## PROBLEM
Copy the records word for word, starting at the line that contains "find heron statue" and continuing to the end of the records.

Collected data entries

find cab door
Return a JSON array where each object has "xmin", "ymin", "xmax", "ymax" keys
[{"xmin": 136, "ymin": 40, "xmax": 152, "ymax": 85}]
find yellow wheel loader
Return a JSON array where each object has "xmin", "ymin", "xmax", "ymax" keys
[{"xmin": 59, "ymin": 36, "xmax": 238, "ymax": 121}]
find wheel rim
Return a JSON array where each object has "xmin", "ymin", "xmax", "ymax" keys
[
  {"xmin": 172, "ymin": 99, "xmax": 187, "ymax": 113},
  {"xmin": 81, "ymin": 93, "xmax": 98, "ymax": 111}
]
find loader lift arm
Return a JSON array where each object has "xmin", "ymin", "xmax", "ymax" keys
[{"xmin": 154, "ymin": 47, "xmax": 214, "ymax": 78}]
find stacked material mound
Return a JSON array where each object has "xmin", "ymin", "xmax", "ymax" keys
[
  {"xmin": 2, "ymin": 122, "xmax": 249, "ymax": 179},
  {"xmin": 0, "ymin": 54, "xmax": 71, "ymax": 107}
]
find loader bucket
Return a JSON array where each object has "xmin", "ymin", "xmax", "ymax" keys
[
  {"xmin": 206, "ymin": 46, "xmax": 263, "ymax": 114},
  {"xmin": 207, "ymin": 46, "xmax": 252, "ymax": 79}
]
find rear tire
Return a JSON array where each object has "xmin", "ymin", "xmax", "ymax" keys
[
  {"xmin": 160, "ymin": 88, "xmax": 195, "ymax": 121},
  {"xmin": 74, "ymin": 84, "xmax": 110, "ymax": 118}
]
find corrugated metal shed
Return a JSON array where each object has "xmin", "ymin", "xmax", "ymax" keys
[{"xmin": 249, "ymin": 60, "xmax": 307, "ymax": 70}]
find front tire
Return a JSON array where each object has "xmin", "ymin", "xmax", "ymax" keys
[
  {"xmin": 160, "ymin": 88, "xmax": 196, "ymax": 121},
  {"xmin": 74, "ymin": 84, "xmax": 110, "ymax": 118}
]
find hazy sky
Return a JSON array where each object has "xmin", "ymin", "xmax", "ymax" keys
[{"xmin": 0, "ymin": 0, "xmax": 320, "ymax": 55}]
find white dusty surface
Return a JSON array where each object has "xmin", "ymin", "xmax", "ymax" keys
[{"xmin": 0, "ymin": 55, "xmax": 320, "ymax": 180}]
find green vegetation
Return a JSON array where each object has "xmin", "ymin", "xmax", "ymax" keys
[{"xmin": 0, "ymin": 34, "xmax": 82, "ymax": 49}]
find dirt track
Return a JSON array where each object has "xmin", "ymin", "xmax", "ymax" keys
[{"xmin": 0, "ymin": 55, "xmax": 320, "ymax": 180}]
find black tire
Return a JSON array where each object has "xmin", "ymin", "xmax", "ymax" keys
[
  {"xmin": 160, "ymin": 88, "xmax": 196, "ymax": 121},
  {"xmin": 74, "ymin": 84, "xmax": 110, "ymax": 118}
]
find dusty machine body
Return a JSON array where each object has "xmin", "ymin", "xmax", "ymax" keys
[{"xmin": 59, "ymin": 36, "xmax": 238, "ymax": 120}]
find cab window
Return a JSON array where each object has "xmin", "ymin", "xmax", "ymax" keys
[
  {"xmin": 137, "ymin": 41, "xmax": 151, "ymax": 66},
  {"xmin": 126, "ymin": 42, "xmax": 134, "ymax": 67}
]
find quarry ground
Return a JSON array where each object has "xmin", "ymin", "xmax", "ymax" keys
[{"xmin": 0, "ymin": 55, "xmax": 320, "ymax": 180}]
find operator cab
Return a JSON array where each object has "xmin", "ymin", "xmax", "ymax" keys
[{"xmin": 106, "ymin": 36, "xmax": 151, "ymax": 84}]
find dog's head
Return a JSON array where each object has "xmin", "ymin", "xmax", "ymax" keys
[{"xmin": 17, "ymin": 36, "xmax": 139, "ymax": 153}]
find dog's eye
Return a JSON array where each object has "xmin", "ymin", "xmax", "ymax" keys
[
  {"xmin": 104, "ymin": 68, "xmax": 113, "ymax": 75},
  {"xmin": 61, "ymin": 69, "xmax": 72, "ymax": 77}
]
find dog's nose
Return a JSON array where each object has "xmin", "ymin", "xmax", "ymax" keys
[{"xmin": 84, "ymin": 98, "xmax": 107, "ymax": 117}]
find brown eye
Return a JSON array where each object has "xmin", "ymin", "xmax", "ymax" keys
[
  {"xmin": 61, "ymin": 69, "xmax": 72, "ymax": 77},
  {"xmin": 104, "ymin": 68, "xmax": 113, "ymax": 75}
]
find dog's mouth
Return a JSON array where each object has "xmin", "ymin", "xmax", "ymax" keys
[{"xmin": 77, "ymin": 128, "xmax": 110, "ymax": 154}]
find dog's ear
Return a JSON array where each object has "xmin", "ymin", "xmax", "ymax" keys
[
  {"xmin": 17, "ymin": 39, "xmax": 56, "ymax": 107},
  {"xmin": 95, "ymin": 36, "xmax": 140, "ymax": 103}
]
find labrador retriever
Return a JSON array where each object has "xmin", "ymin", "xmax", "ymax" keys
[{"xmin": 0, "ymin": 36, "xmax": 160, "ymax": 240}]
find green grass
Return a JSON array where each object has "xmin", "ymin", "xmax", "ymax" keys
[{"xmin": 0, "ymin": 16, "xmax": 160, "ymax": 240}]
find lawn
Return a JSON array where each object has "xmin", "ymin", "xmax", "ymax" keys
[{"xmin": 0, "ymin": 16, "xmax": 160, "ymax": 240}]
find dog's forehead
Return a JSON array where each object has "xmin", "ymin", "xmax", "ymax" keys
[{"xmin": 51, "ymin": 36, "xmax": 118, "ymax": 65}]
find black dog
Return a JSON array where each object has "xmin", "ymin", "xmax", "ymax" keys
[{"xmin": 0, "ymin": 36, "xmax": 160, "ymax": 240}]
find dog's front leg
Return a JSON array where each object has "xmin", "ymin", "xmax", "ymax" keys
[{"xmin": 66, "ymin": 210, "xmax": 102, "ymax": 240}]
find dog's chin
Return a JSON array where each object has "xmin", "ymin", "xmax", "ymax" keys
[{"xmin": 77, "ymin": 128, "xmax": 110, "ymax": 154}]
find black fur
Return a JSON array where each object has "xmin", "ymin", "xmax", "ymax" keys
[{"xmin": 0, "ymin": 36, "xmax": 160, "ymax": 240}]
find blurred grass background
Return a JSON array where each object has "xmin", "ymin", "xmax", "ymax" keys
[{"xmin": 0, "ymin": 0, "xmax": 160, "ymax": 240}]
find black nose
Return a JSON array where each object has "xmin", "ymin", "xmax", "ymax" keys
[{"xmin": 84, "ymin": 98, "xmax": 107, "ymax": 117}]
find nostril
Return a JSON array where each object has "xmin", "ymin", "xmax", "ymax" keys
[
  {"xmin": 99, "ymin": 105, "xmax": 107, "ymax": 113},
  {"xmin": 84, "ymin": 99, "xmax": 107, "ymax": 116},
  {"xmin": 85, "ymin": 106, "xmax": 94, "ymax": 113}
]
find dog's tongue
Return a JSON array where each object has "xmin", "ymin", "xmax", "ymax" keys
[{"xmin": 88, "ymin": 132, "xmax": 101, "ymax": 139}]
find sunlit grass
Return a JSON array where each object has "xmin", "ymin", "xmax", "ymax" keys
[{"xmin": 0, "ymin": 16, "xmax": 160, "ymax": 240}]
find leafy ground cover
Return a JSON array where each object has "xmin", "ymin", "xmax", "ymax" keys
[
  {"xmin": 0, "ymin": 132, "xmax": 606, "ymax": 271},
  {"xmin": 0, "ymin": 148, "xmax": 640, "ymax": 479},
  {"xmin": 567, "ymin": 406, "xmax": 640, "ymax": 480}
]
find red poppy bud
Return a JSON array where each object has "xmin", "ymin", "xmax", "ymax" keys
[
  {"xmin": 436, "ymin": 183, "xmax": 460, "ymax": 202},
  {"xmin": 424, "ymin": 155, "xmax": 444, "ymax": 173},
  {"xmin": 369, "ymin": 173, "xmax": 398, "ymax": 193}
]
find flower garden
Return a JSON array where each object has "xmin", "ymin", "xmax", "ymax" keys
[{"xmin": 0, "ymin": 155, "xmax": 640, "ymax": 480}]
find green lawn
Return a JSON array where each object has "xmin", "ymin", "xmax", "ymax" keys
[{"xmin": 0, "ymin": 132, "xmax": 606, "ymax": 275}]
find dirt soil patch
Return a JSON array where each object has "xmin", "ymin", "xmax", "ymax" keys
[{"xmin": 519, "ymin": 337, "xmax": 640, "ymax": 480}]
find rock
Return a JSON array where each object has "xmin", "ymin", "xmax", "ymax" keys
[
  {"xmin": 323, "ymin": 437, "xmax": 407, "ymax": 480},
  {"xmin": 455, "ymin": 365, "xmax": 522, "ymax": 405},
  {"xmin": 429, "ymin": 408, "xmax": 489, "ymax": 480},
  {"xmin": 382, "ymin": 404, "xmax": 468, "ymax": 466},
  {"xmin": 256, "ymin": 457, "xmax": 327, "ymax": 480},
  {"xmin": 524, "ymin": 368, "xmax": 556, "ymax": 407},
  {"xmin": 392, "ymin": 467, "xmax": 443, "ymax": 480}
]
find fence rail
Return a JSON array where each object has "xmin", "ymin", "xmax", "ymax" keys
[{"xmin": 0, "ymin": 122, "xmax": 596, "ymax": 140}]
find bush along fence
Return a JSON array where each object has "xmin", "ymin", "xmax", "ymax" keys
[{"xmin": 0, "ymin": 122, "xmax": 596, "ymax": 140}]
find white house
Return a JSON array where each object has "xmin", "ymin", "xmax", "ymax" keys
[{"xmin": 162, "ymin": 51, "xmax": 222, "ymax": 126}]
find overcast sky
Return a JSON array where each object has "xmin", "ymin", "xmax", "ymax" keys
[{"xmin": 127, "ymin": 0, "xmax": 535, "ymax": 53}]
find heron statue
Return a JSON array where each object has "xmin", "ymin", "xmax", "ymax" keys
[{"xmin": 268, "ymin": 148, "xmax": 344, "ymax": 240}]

## SOLUTION FOR THIS PROBLEM
find heron statue
Return a JSON array where each object has "xmin", "ymin", "xmax", "ymax" keys
[{"xmin": 268, "ymin": 148, "xmax": 344, "ymax": 240}]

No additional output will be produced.